BLOCCO DI TESTO =>

* * *

VIAGGI Philadelphia, capitale di libertà
Così chiamano Philadelphia i suoi abitanti, giustamente very proud: la capitale di tolleranza e libertà a stelle e strisce è cambiata. E ora ospita l’hotel più alto d’America. Siamo saliti a vedere l’effetto che fa
L’ascensore trasparente del Comcast Center sale veloce verso il sessantesimo piano, dove la lobby dell’hotel Four Seasons e le sale del ristorante Jean-Georges si aprono nella loro magnificenza di vetro innestata nel cielo. Non c’è punto più alto per ammirare Philadelphia, col fiume Delaware che la racchiude a est segnando il confine col New Jersey. E la Old City al centro a renderla così simile a una capitale europea, coi palazzi dell’Ottocento non consegnati agli uffici bensì vivi di ristoranti, botteghe artigiane e gallerie d’arte raccolte nel nuovo Design District (philadelphiadesigndistrict.com), che ogni primo venerdì del mese esplode nell’happening dei First Fridays aprendosi a feste e vernissage (tra le più interessanti, al 145 di N 2nd St: Pentimenti Gallery). Un quartiere di vie ciottolate e piccole townhouse dove sentire l’eco dell’Indipendenza americana e della tradizione di tolleranza che rendono «Philly» il simbolo stesso della libertà a stelle e strisce. E che si vedono brulicare in lontananza persino dal piano cinquantasette di Four Seasons at Comcast Center dove sorgono la spa e la infinity pool coperta, e nuotando nell’acqua che sembra sciogliersi nelle vetrate pare di trasformarsi in pesci volanti e potersi gettare con un colpo di braccia nel quartiere di Fairmount lì a un passo, una delle ultime zone storiche della città a essersi unita alla sua ripartenza artistica e architettonica.
A pochi isolati, tra yoga center e caffetterie alla moda sorgono il Fairmount Art Center, le esibizioni scientifiche del Franklin Institute e i parallelepipedi bianchi della nuova sede della Barnes Foundation progettata da Tod Williams e Billie Tsien, a custodire centottanta Renoir, sessantanove Cézanne e svariati Van Gogh e Picasso collezionati a inizio Novecento da un mecenate locale arricchitosi grazie a geniali brevetti farmaceutici. E poi l’imponente Philadelphia Museum of Art, custode della più grande collezione al mondo di opere firmate da Marcel Duchamp e al centro di un’opera di ristrutturazione curata dall’archistar Frank Gehry, che ne sta pian piano liberando le arterie interne, riaprendo spazi e corridoi. «Se al Comcast Centre Norman Foster ha firmato il più grande cambiamento visibile nello skyline di Philadelphia, Frank Gehry sta realizzando quello più profondo e invisibile», spiega Norman Keyes, direttore della comunicazione del museo.

* * *

VOCI ELENCATE =>
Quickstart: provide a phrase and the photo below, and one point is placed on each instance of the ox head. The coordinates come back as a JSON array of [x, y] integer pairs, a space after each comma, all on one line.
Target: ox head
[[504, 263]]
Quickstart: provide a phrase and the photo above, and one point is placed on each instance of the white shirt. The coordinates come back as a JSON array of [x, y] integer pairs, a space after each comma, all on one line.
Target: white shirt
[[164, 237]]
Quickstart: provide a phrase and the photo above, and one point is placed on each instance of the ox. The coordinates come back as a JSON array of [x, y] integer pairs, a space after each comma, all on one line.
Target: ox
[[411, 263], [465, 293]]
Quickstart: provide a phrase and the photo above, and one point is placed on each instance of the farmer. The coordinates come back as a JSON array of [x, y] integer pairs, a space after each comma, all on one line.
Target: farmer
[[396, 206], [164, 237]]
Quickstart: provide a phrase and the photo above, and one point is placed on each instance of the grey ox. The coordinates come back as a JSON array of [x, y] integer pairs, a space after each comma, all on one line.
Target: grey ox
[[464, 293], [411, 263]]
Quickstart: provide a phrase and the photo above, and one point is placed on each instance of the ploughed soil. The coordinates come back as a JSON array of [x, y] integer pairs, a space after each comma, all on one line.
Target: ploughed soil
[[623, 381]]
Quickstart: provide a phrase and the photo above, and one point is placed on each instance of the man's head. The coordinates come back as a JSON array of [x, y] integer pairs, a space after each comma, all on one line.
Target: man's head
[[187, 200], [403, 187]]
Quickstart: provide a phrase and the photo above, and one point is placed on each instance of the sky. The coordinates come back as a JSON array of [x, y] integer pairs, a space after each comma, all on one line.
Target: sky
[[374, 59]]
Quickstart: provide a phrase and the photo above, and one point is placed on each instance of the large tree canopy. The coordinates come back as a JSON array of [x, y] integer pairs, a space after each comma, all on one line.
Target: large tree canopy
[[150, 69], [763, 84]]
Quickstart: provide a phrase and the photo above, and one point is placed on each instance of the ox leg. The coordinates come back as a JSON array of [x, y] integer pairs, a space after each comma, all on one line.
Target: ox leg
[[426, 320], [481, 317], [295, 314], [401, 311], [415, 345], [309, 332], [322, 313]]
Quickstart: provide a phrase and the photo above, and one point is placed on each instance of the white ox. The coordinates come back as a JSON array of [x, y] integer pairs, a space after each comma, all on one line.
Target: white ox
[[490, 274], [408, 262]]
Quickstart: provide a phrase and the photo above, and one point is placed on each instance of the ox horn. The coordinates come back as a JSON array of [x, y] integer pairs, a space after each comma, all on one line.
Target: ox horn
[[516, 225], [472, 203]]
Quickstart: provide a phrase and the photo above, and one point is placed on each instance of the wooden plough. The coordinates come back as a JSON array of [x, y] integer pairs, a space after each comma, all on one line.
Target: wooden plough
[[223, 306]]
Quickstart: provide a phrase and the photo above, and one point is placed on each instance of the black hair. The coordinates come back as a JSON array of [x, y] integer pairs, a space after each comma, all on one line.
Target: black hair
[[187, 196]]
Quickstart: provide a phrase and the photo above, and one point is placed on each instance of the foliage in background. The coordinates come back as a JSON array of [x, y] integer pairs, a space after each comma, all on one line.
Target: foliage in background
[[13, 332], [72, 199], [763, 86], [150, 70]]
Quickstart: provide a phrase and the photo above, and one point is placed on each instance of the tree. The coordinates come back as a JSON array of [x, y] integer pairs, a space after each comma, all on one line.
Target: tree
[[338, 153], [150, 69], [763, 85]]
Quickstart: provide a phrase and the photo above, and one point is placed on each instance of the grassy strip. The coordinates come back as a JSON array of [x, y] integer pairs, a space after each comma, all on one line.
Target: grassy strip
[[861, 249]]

* * *

ESERCIZIO SCRITTO 1 => Come si traduce in inglese la frase «Non c’è punto più alto per ammirare Philadelphia, col fiume Delaware che la racchiude a est segnando il confine col New Jersey.» del testo su Philadelphia?
ESERCIZIO SCRITTO 2 => Riscrivi le righe dei record dalla riga che contiene «the white shirt.» fino alla riga che contiene «[[164, 237]]» compresa, sostituendo «white shirt» con «pale shirt» e lasciando invariato tutto il resto.
Il testo su Philadelphia e i record sono materiali distinti.

RISPOSTA COMPLETA 1 => There is no higher point from which to admire Philadelphia, with the Delaware River enclosing it to the east and marking the border with New Jersey.

RISPOSTA COMPLETA 2 =>
Quickstart: provide a phrase and the photo above, and one point is placed on each instance of the pale shirt. The coordinates come back as a JSON array of [x, y] integer pairs, a space after each comma, all on one line.
Target: pale shirt
[[164, 237]]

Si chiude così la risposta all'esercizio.